▶ [WHAT THE TASK REQUIRES]: Search the material below for the string "track" and extract each line that has it.

▶

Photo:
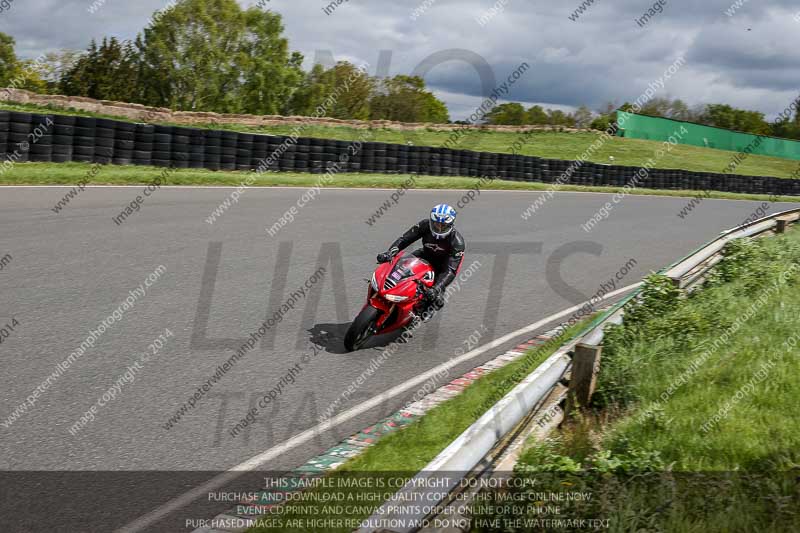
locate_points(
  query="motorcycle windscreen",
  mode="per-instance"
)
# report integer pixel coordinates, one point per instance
(403, 269)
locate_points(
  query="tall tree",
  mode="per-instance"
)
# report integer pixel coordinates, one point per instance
(211, 55)
(342, 91)
(511, 113)
(537, 115)
(404, 98)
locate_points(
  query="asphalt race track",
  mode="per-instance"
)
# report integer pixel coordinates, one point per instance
(71, 270)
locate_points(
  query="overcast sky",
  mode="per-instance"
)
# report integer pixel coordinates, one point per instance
(750, 59)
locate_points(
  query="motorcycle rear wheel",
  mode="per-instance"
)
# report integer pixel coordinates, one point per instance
(362, 328)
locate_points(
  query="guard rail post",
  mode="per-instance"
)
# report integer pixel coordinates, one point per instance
(582, 383)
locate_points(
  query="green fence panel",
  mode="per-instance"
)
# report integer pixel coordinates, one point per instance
(660, 129)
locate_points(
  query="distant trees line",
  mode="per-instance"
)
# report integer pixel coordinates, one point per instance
(212, 55)
(717, 115)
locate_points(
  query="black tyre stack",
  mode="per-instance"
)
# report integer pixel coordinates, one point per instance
(124, 143)
(144, 137)
(5, 117)
(229, 142)
(162, 146)
(213, 152)
(19, 129)
(275, 144)
(83, 141)
(311, 153)
(180, 147)
(260, 152)
(197, 148)
(104, 139)
(63, 138)
(244, 151)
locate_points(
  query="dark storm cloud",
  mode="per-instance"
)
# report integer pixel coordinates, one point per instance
(749, 59)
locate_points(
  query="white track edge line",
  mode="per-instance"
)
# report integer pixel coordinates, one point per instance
(254, 462)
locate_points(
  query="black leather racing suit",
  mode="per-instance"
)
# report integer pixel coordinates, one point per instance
(445, 255)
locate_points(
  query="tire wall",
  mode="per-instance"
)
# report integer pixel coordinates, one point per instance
(59, 138)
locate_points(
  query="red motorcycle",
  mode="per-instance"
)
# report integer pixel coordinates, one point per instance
(394, 290)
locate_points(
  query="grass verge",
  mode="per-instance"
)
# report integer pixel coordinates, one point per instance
(399, 456)
(72, 173)
(693, 426)
(553, 145)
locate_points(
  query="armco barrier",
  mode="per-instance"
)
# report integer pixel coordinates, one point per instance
(107, 141)
(466, 455)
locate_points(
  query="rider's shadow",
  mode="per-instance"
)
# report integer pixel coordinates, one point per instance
(331, 338)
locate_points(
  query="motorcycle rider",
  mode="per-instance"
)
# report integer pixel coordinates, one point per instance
(442, 246)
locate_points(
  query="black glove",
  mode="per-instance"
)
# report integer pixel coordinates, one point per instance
(385, 257)
(433, 294)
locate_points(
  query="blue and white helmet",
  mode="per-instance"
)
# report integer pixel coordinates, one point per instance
(443, 218)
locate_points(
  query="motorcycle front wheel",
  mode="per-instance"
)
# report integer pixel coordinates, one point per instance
(362, 328)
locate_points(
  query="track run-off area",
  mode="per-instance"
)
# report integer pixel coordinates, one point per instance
(120, 352)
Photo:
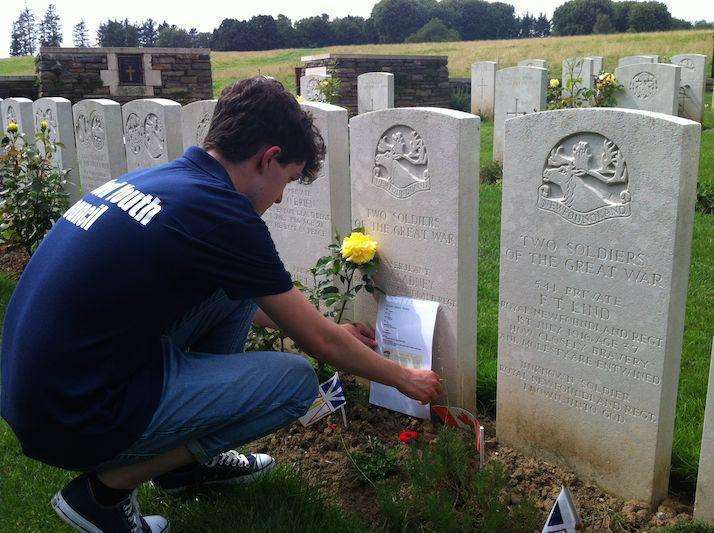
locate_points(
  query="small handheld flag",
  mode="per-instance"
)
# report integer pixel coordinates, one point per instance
(330, 398)
(563, 518)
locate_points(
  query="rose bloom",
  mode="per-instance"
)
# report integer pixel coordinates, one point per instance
(358, 248)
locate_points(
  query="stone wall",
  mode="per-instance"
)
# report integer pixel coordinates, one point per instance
(181, 74)
(418, 80)
(19, 86)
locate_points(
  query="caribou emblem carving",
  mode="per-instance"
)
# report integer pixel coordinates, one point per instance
(585, 180)
(400, 163)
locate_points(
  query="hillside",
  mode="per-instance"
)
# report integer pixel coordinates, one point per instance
(229, 66)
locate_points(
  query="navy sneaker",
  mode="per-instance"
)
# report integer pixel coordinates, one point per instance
(75, 504)
(228, 467)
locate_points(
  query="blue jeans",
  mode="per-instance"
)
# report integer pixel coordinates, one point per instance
(215, 395)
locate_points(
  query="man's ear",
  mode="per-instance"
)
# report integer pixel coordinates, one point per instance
(270, 153)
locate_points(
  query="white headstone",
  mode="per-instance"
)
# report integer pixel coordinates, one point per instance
(597, 63)
(309, 87)
(57, 112)
(414, 178)
(540, 63)
(375, 91)
(704, 503)
(580, 70)
(691, 85)
(483, 88)
(100, 146)
(519, 91)
(634, 60)
(19, 111)
(596, 229)
(195, 121)
(305, 222)
(152, 132)
(649, 87)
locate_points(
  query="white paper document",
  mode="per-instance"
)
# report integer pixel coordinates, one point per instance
(404, 334)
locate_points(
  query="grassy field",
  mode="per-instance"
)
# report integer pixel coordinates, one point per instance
(229, 66)
(26, 486)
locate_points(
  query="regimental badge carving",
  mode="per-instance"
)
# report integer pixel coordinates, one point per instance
(204, 123)
(11, 116)
(48, 116)
(400, 163)
(585, 180)
(134, 133)
(643, 85)
(154, 135)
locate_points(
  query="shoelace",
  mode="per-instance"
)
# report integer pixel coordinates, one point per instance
(133, 514)
(230, 458)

◀

▶ [RESPONSE FOR THIS EXERCISE]:
  query="asphalt race track",
  query="white track edge line",
  query="track run-off area",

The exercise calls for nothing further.